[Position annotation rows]
■ ■ ■
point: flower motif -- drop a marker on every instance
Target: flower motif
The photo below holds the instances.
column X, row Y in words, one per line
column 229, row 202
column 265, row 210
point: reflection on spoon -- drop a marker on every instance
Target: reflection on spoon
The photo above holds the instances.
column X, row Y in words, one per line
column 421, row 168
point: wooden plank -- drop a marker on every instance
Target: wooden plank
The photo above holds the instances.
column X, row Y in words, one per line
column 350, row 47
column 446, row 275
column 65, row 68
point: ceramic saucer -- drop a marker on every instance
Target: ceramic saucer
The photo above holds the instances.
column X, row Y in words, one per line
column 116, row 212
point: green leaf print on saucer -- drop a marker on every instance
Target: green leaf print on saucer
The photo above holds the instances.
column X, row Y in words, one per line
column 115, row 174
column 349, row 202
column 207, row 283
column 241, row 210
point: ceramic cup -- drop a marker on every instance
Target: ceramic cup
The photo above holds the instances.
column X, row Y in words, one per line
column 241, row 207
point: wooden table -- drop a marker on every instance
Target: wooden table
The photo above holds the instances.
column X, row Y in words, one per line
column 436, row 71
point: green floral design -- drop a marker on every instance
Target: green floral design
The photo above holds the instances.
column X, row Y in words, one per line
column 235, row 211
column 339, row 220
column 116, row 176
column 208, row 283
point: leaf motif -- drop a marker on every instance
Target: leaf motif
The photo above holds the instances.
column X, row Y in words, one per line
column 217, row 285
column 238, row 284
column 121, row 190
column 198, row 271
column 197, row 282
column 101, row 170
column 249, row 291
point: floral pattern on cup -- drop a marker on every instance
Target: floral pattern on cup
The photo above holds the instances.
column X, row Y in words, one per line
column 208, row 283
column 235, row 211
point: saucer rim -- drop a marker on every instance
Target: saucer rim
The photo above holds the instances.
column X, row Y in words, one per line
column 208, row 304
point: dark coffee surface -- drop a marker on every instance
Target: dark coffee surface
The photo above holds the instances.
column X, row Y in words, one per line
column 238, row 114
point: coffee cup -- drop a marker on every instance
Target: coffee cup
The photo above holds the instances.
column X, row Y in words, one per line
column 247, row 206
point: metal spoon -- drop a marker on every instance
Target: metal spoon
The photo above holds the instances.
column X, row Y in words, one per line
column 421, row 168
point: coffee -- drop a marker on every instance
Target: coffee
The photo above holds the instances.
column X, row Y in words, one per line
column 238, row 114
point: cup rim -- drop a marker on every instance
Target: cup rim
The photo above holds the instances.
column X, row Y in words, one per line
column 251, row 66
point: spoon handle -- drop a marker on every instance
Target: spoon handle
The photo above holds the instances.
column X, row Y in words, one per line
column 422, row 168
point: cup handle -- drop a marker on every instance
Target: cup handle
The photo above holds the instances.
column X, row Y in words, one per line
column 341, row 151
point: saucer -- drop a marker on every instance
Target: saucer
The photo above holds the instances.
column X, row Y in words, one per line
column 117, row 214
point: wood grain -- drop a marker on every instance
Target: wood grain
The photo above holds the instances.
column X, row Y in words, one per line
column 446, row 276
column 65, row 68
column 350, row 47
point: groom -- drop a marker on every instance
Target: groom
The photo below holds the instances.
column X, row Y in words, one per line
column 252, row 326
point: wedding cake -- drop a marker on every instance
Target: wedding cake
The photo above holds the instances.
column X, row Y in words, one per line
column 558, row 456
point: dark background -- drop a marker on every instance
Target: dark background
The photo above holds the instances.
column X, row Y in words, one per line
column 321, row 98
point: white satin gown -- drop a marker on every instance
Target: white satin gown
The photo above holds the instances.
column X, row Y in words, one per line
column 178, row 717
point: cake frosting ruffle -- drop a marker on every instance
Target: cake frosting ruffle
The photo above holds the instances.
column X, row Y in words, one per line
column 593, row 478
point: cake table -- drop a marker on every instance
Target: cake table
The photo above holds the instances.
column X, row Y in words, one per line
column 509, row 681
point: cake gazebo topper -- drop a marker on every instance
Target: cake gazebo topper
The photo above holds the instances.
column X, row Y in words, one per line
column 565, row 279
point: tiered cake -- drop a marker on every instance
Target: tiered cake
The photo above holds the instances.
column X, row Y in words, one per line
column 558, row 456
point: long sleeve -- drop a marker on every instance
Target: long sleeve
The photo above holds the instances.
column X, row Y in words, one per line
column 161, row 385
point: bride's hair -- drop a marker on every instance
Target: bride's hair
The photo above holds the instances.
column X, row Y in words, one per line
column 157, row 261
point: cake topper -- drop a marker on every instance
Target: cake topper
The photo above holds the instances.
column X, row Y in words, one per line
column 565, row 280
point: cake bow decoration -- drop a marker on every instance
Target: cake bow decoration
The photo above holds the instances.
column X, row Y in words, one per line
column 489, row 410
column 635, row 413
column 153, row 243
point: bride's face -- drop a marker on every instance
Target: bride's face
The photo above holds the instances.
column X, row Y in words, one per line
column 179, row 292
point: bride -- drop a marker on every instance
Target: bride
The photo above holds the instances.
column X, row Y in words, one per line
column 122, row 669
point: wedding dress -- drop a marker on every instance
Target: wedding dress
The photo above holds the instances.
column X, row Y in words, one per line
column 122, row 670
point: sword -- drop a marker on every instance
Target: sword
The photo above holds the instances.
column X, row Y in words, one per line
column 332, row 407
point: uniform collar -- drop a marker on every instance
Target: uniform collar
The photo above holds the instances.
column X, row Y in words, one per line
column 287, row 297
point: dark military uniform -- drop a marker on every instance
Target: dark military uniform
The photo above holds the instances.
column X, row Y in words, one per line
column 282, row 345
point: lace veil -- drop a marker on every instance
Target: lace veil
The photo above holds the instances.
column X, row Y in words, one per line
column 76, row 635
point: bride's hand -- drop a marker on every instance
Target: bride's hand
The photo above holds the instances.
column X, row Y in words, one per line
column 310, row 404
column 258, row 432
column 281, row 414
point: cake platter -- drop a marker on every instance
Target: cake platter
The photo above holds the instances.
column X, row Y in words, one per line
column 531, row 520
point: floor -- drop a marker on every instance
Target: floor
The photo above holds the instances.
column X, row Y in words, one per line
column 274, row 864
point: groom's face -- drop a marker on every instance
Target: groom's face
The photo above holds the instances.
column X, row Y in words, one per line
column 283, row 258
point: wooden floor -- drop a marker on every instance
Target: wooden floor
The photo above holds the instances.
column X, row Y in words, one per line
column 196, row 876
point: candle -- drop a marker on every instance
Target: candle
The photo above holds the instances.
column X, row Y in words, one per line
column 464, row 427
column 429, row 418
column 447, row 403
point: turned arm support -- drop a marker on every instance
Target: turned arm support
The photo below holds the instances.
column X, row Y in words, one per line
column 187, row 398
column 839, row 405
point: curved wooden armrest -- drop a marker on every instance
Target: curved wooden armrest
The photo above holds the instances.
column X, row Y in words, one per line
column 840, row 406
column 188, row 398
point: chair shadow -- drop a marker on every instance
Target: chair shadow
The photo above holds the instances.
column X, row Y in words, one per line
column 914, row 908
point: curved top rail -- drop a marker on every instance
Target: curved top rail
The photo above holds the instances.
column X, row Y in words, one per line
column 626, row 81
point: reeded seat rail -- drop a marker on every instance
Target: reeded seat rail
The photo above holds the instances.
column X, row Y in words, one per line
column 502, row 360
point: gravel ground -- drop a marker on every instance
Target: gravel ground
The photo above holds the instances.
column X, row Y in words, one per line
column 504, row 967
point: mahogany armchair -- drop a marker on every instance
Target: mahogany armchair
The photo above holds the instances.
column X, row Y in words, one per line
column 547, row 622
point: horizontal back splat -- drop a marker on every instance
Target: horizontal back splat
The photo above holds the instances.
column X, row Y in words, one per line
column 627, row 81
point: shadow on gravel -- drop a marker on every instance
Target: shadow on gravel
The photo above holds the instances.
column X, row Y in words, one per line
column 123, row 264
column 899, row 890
■ ■ ■
### What to do
Output every line of the rows above as a numbered list, leaving out any blank lines.

### Task response
1. point: flower motif -- drop a marker on every instance
2. Target: flower motif
3. The photo below holds the instances.
4. column X, row Y in words, one per line
5. column 229, row 202
6. column 265, row 210
7. point: reflection on spoon -- drop a marker on every instance
8. Target: reflection on spoon
9. The photo above holds the instances.
10. column X, row Y in words, one per line
11. column 421, row 168
12. point: wooden plank -- drop a marker on every instance
13. Target: wooden plank
14. The photo above holds the instances.
15. column X, row Y in words, one per line
16. column 350, row 47
17. column 446, row 275
18. column 65, row 68
19. point: ceramic saucer -- drop a marker on every instance
20. Target: ceramic saucer
21. The photo above holds the instances.
22. column X, row Y in words, one per line
23. column 116, row 212
24. point: green leaf print on saucer -- drop a marker on every instance
25. Target: green leaf print on saucer
26. The photo above holds the instances.
27. column X, row Y in words, one per line
28. column 115, row 174
29. column 349, row 202
30. column 207, row 283
31. column 241, row 210
32. point: ceramic cup -- drop a marker on every instance
33. Target: ceramic cup
34. The photo above holds the instances.
35. column X, row Y in words, one per line
36. column 241, row 207
37. point: wooden table -- drop a marker on every instance
38. Target: wooden table
39. The photo above holds the instances.
40. column X, row Y in words, one per line
41. column 436, row 71
42. point: green floral design -- drop a marker on every instance
43. Target: green floral design
44. The photo above holds the instances.
45. column X, row Y in words, one per line
46. column 235, row 211
47. column 339, row 220
48. column 116, row 176
49. column 208, row 283
50. point: leaf motif -- drop a marker on every instance
51. Target: leaf motif
52. The photo above holds the instances.
53. column X, row Y in words, one per line
54. column 217, row 285
55. column 238, row 284
56. column 121, row 190
57. column 198, row 271
58. column 197, row 282
59. column 101, row 170
60. column 249, row 291
61. point: floral pattern on cup -- drop a marker on every instance
62. Target: floral pattern on cup
63. The photo above holds the instances.
64. column X, row Y in words, one per line
65. column 208, row 283
66. column 235, row 211
67. point: saucer rim -- drop a marker on every instance
68. Target: saucer rim
69. The photo above holds the instances.
70. column X, row Y in words, one per line
71. column 208, row 304
72. point: dark coffee surface -- drop a marker on every instance
73. Target: dark coffee surface
74. The photo above holds the instances.
75. column X, row Y in words, one per line
76. column 238, row 114
77. point: coffee cup -- drop a marker on every instance
78. Target: coffee cup
79. The photo above holds the instances.
80. column X, row Y in words, one per line
81. column 247, row 206
82. point: metal spoon -- drop a marker on every instance
83. Target: metal spoon
84. The photo above holds the instances.
85. column X, row Y in words, one per line
86. column 421, row 168
87. point: coffee -- drop a marker on every instance
88. Target: coffee
89. The photo above holds the instances.
90. column X, row Y in words, one per line
91. column 238, row 114
92. point: cup rim -- drop a marker on every instance
93. Target: cup rim
94. The photo above holds the instances.
95. column X, row Y in words, one per line
96. column 251, row 66
97. point: spoon handle -- drop a marker on every instance
98. Target: spoon handle
99. The photo above holds the instances.
100. column X, row Y in words, one per line
101. column 422, row 168
102. point: cup handle -- drop a marker on every instance
103. Target: cup handle
104. The photo above holds the instances.
105. column X, row Y in words, one per line
106. column 341, row 151
107. point: saucer -- drop a marker on every instance
108. Target: saucer
109. The photo above holds the instances.
110. column X, row Y in words, one per line
111. column 117, row 214
112. point: wood grain -- drop a marker on every instance
113. Target: wood grain
114. The photo above holds the instances.
115. column X, row Y in words, one per line
116. column 446, row 276
117. column 65, row 68
118. column 350, row 47
119. point: groom -- drop a marker on every instance
120. Target: groom
121. The photo below holds the instances.
122. column X, row Y in words, one per line
123. column 252, row 326
124. point: wedding cake -- drop a marker on every instance
125. Target: wedding cake
126. The photo above holds the instances.
127. column X, row Y in words, one per line
128. column 558, row 456
129. point: dark background -- drop a marker on every instance
130. Target: dark background
131. The photo above holds the instances.
132. column X, row Y in words, one per line
133. column 321, row 98
134. point: white satin gown -- drop a marker on every instance
135. Target: white satin gown
136. The photo above holds the instances.
137. column X, row Y in words, one per line
138. column 178, row 717
139. point: cake frosting ruffle -- drop a marker on every instance
140. Target: cake frosting ruffle
141. The photo above holds the instances.
142. column X, row Y in words, one per line
143. column 593, row 478
144. point: cake table -- drop a marker on every instance
145. Target: cake table
146. The photo above holds the instances.
147. column X, row Y in words, one per line
148. column 509, row 681
149. point: cake gazebo topper -- drop a marker on every instance
150. Target: cake gazebo topper
151. The photo above holds the instances.
152. column X, row Y in words, one per line
153. column 565, row 279
154. point: tiered cake -- drop a marker on every instance
155. Target: tiered cake
156. The photo above holds the instances.
157. column X, row Y in words, one per line
158. column 558, row 456
159. point: long sleeve -- drop a marker on every instance
160. Target: long sleeve
161. The photo above holds the instances.
162. column X, row Y in words, one per line
163. column 161, row 385
164. point: bride's hair -- drop a marker on every instance
165. Target: bride's hair
166. The photo above holds the instances.
167. column X, row Y in words, one per line
168. column 157, row 261
169. point: cake topper -- drop a marker on every instance
170. Target: cake topper
171. The photo above holds the instances.
172. column X, row Y in words, one per line
173. column 565, row 280
174. point: cake bow decoration -- drop a marker on every instance
175. Target: cake bow decoration
176. The photo above holds the instances.
177. column X, row Y in words, one per line
178. column 489, row 410
179. column 635, row 413
180. column 153, row 243
181. point: bride's face -- drop a marker on every instance
182. Target: bride's face
183. The photo above holds the instances.
184. column X, row Y in words, one per line
185. column 179, row 292
186. point: bride -- drop a marker on every instance
187. Target: bride
188. The photo above holds the instances.
189. column X, row Y in words, one per line
190. column 122, row 669
191. point: wedding dress -- drop a marker on every instance
192. Target: wedding dress
193. The photo above holds the instances.
194. column X, row Y in words, one per line
195. column 122, row 670
196. point: sword -- drop a marker on every instance
197. Target: sword
198. The photo above holds the instances.
199. column X, row Y in words, one per line
200. column 332, row 407
201. point: uniform collar -- drop a marker on every instance
202. Target: uniform collar
203. The photo above holds the instances.
204. column X, row Y in words, one per line
205. column 287, row 297
206. point: dark military uniform -- drop a marker on every instance
207. Target: dark military uniform
208. The photo above holds the instances.
209. column X, row Y in words, one per line
210. column 282, row 345
211. point: lace veil -- drop a marker on every instance
212. Target: lace veil
213. The photo above holds the instances.
214. column X, row Y in words, one per line
215. column 76, row 635
216. point: bride's hand -- drop a marker on every instance
217. Target: bride's hand
218. The photo above holds the instances.
219. column X, row Y in words, one per line
220. column 310, row 404
221. column 258, row 432
222. column 281, row 414
223. point: cake platter -- drop a marker on every instance
224. Target: cake platter
225. The photo above holds the instances.
226. column X, row Y in words, one per line
227. column 531, row 520
228. point: floor -- drop a marker on every instance
229. Target: floor
230. The photo above holds the instances.
231. column X, row Y in words, one per line
232. column 274, row 864
233. point: groom's face -- drop a marker on every instance
234. Target: groom's face
235. The photo above holds the instances.
236. column X, row Y in words, one per line
237. column 283, row 258
238. point: wooden floor -- drop a marker on every instance
239. Target: wooden floor
240. The photo above holds the instances.
241. column X, row Y in words, one per line
242. column 196, row 876
243. point: candle -- drop a marker on every instance
244. Target: candle
245. The photo above holds the instances.
246. column X, row Y in words, one per line
247. column 464, row 427
248. column 429, row 418
249. column 447, row 403
250. point: turned arm support -- drop a marker on every instance
251. Target: turned arm support
252. The photo below holds the instances.
253. column X, row Y in words, one per line
254. column 187, row 398
255. column 839, row 405
256. point: curved wooden armrest -- drop a marker on every instance
257. Target: curved wooden armrest
258. The photo above holds the instances.
259. column X, row Y in words, one per line
260. column 840, row 406
261. column 188, row 398
262. point: chair shadow -- drop a marker on every instance
263. Target: chair shadow
264. The photo above holds the instances.
265. column X, row Y in words, one per line
266. column 914, row 908
267. point: curved top rail -- drop a marker on every instance
268. Target: curved top rail
269. The photo above holds the instances.
270. column X, row Y in words, one per line
271. column 626, row 81
272. point: reeded seat rail -- drop a marker on every instance
273. Target: reeded seat rail
274. The photo above holds the instances.
275. column X, row Y in words, one per line
276. column 502, row 360
277. point: gravel ground -- drop a marker on every instance
278. Target: gravel ground
279. The photo above holds the instances.
280. column X, row Y in words, one per line
281. column 504, row 967
282. point: mahogany armchair -- drop a marker on every instance
283. Target: mahogany armchair
284. The photo above holds the instances.
285. column X, row Y in words, one per line
286. column 547, row 622
287. point: horizontal back splat -- drop a marker on every instance
288. Target: horizontal back splat
289. The photo above holds the instances.
290. column X, row Y in words, one per line
291. column 627, row 81
292. point: shadow on gravel -- drop a marker on every instance
293. Target: shadow on gravel
294. The photo above holds the instances.
295. column X, row Y in words, one per line
296. column 123, row 264
297. column 899, row 890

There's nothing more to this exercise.